--- Data for this exercise ---

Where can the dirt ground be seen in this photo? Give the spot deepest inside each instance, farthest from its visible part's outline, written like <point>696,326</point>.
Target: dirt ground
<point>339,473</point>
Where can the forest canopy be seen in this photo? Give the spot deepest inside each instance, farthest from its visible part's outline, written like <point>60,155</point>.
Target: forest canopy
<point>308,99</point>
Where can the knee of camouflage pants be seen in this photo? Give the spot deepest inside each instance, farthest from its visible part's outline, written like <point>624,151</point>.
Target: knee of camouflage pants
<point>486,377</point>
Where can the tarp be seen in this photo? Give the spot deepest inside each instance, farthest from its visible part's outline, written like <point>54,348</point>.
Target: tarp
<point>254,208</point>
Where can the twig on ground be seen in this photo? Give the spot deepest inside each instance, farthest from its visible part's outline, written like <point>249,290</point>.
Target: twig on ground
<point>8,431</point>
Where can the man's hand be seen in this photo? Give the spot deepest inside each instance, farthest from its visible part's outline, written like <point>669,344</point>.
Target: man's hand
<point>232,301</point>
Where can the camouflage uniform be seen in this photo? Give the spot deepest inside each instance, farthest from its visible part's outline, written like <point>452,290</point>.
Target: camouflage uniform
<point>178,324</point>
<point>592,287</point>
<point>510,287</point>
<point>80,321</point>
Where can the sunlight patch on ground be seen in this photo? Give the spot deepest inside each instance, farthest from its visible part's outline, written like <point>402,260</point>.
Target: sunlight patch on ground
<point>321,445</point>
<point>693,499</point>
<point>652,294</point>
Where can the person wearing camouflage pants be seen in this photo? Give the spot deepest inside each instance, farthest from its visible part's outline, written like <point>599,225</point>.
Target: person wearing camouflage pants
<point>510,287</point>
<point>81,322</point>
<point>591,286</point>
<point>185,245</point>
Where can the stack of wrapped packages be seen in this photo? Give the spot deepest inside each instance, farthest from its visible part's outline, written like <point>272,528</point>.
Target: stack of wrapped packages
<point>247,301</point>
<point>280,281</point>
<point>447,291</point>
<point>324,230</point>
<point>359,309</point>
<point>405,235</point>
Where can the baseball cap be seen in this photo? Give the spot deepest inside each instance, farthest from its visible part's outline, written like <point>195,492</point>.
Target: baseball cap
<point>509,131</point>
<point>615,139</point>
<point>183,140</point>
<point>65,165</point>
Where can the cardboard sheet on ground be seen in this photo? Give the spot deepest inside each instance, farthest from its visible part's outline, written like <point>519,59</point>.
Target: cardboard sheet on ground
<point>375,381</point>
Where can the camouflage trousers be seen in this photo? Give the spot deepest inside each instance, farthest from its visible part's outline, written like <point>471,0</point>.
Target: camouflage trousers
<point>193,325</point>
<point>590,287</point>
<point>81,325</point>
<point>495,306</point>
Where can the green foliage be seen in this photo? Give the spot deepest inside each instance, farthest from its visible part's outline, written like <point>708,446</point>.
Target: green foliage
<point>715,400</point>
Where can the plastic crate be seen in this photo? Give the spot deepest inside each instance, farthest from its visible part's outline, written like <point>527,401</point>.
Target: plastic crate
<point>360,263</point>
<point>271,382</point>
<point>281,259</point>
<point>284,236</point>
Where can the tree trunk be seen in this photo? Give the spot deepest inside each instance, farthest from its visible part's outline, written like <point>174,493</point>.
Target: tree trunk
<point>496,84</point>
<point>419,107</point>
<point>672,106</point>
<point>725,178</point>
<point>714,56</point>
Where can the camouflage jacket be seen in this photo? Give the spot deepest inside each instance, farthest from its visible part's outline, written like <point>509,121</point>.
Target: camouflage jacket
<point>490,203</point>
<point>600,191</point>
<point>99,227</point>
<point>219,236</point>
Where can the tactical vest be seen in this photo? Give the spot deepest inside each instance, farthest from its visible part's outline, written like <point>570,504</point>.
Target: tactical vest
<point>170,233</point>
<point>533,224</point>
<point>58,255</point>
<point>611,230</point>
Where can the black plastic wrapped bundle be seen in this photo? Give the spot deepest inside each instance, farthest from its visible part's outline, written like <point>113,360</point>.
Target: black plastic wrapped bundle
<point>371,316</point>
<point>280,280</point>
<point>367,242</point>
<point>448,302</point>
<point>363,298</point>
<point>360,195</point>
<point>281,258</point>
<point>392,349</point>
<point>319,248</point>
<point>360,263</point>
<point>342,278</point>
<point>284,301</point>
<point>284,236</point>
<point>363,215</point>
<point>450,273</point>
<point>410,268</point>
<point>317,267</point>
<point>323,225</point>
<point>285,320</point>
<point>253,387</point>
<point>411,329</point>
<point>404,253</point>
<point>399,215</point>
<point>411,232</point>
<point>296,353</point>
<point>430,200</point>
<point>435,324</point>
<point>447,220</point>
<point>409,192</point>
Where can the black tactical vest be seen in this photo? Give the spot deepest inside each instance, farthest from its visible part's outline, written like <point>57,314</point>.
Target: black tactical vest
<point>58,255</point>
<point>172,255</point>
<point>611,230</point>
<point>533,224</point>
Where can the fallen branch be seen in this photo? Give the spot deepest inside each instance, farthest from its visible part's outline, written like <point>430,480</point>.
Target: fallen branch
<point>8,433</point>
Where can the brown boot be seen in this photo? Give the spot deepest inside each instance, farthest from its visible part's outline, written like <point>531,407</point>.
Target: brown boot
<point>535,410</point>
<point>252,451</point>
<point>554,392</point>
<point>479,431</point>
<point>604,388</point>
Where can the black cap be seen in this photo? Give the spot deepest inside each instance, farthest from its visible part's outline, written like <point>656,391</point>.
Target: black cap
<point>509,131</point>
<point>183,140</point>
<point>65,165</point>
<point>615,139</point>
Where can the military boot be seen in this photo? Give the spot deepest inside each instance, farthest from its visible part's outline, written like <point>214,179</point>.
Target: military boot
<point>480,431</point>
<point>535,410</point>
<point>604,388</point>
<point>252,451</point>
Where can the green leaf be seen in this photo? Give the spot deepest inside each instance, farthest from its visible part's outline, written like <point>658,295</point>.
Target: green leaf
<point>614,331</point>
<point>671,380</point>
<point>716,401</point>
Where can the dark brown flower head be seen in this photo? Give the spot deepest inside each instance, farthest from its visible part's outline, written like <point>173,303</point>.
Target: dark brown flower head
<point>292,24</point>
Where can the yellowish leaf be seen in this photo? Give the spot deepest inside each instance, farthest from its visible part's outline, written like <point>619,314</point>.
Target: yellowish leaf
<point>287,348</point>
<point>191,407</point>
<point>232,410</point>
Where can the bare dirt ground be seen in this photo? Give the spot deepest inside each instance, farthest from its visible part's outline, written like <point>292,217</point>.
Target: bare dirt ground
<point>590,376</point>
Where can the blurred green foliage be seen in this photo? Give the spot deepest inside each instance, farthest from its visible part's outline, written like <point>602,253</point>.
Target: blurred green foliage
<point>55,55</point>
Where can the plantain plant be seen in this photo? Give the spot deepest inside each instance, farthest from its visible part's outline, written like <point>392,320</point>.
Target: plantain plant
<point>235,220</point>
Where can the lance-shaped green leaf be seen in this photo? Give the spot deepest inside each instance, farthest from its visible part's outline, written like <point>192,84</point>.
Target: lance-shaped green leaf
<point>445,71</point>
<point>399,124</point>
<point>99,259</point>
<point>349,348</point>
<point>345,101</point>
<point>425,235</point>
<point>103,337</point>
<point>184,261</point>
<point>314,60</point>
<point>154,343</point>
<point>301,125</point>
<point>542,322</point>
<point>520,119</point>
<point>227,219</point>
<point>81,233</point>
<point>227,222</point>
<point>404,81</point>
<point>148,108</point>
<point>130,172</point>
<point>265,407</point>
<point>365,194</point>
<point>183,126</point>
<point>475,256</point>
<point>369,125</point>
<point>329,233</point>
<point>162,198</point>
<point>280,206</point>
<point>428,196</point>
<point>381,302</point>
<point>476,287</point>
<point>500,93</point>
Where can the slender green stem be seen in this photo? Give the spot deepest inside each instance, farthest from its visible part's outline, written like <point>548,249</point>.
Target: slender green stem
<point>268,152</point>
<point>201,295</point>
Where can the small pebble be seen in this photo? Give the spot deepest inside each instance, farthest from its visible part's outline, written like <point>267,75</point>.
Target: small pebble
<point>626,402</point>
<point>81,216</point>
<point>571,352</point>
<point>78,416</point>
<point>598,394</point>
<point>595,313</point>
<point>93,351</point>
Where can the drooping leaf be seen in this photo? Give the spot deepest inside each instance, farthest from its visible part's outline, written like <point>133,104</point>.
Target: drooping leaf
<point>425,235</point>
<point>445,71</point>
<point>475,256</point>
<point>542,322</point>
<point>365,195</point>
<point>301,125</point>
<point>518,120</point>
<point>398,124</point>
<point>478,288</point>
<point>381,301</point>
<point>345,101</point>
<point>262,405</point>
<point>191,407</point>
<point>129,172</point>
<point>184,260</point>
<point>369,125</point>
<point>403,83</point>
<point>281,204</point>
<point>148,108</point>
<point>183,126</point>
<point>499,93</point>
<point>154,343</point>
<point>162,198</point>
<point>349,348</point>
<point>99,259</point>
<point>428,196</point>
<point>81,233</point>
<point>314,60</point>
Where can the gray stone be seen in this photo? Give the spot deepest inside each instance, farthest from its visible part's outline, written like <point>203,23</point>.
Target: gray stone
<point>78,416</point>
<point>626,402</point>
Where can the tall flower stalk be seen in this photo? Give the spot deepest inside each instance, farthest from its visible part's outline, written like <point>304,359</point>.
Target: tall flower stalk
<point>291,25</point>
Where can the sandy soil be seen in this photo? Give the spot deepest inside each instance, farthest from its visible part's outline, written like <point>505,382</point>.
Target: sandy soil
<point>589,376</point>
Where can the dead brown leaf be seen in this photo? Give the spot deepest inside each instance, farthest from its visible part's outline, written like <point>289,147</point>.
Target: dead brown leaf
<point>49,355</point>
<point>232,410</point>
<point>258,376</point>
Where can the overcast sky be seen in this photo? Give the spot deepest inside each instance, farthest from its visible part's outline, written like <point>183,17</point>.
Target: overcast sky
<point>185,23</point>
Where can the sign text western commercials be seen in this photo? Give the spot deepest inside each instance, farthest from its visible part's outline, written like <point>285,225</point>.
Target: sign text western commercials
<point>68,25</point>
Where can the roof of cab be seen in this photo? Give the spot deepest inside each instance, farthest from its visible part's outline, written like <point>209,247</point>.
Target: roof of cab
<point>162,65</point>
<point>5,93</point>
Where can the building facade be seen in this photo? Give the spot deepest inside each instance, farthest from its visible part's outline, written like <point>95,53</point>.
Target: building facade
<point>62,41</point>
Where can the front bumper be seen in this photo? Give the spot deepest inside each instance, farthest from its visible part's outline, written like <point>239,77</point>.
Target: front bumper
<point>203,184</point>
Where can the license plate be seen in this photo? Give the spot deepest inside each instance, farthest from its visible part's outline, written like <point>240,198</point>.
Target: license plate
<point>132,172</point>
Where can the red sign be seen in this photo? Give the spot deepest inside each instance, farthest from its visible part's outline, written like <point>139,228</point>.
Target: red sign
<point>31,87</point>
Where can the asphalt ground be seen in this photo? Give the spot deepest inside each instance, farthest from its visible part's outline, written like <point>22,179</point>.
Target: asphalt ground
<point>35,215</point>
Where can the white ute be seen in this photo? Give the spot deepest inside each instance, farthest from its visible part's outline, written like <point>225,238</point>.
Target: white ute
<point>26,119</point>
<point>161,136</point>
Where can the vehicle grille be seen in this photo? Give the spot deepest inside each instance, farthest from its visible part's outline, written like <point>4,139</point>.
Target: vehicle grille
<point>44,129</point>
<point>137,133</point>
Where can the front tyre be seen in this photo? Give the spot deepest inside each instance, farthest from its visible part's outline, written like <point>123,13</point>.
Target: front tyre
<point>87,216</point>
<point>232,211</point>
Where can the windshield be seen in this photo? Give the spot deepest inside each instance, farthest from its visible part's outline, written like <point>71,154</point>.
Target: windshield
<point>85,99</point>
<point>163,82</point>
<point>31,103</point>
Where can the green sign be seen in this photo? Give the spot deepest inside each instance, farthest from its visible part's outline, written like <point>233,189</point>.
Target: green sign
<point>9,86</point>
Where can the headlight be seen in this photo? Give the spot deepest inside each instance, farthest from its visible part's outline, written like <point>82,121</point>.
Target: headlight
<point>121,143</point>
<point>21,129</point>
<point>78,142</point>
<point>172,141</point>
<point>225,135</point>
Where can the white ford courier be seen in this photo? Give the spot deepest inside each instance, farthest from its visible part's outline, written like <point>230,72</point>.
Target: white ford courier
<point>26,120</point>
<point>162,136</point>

---

== Task description ==
Reproduce everything from the line containing "Where can the twig" down to the line containing "<point>8,431</point>", with "twig on ground" changed to "fallen branch" and nothing else altered.

== Task answer ==
Where can the fallen branch be seen in this photo? Give the spot deepest inside each instance, farthest from its visible part's outline, written like <point>249,290</point>.
Target: fallen branch
<point>8,431</point>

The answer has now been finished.